* _INSTRUCTIONS TO FOLLOW_:
With the string "rear" as the filter, copy each matching line from the records.

(INFORMATION SUPPLIED begins)

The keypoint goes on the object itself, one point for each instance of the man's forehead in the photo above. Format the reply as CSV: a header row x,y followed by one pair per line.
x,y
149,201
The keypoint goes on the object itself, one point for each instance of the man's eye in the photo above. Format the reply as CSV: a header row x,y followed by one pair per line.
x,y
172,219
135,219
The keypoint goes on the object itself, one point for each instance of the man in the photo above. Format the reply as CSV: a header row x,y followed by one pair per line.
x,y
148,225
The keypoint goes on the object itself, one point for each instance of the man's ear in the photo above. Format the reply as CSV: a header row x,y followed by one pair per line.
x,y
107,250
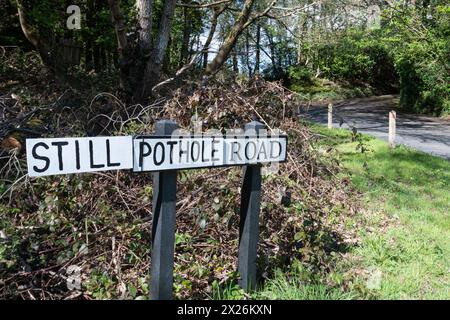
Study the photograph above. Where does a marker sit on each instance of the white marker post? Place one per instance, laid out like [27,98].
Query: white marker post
[392,129]
[164,153]
[330,116]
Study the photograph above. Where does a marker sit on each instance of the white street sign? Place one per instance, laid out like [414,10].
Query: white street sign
[74,155]
[152,153]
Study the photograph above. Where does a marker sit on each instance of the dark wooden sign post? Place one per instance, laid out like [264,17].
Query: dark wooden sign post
[164,153]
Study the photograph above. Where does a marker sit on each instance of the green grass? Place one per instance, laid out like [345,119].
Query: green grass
[406,242]
[404,249]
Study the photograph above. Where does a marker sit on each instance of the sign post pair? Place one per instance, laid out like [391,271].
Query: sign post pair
[164,153]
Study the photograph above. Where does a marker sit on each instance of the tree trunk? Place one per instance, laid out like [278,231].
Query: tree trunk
[230,41]
[212,31]
[154,64]
[247,56]
[145,10]
[187,30]
[48,56]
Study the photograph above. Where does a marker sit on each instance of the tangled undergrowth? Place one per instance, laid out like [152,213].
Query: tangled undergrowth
[96,227]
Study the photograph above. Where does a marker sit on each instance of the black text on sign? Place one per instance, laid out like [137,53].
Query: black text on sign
[161,153]
[75,155]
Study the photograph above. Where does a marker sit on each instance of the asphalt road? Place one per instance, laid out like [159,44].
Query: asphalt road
[371,116]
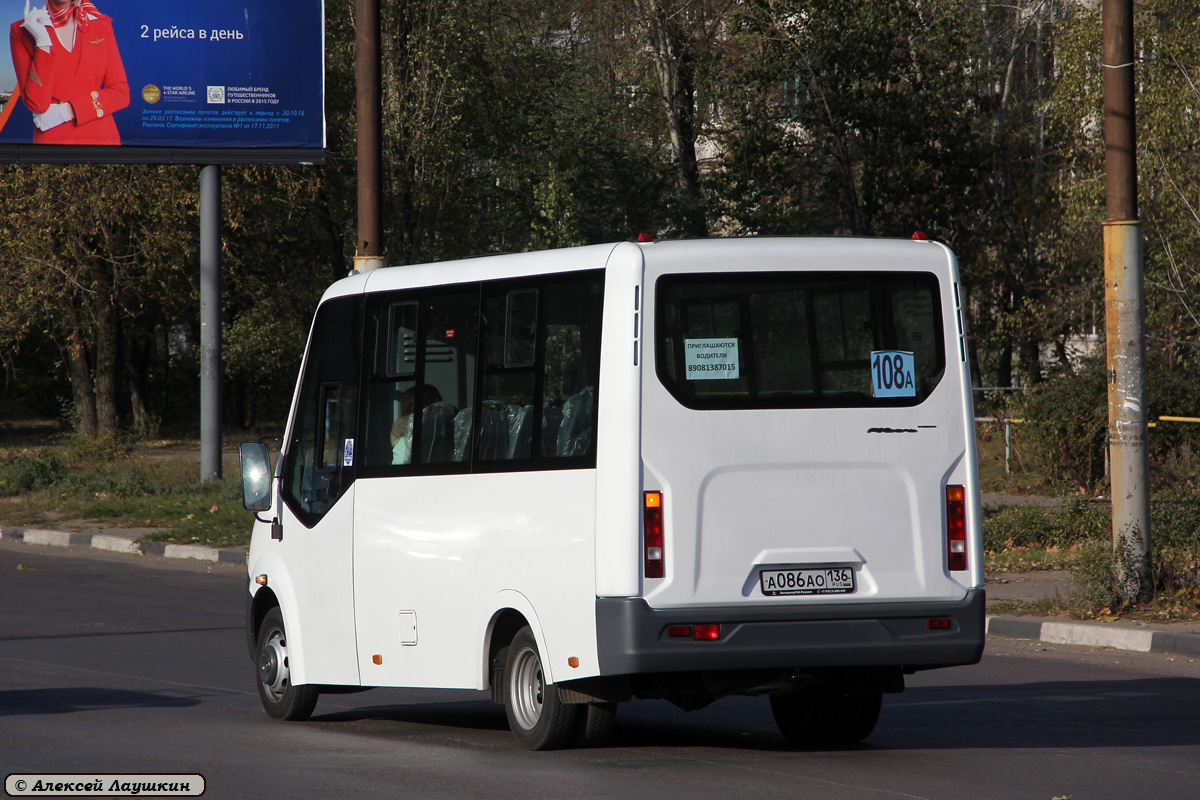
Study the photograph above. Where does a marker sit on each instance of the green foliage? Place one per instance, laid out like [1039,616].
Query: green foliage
[23,471]
[1065,426]
[1030,527]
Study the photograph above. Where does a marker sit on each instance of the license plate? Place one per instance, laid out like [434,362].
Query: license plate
[819,581]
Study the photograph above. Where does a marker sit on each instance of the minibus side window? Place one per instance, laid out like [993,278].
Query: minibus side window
[318,464]
[419,384]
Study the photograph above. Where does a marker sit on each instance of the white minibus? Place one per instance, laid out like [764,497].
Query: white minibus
[677,469]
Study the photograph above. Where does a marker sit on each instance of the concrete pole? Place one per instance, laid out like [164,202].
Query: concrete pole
[1125,312]
[370,251]
[210,324]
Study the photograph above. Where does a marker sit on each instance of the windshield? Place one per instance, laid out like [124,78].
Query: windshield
[799,340]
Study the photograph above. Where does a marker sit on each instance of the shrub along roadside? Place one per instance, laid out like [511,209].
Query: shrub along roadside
[1078,537]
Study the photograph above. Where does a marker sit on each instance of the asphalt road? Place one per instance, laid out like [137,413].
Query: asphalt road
[115,663]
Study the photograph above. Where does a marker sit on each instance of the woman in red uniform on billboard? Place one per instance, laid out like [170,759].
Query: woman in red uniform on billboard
[70,72]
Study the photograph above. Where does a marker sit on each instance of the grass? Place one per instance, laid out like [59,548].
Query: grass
[123,485]
[48,479]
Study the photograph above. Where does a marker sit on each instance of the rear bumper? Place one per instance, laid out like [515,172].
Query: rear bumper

(INFORMATION SUPPLIED ends)

* _RESULT OF THIS EXERCISE_:
Study the photograph above. Where does a marker sit on each instance of the rear bumper? Place one per instance, laid out like [515,172].
Query: rear bumper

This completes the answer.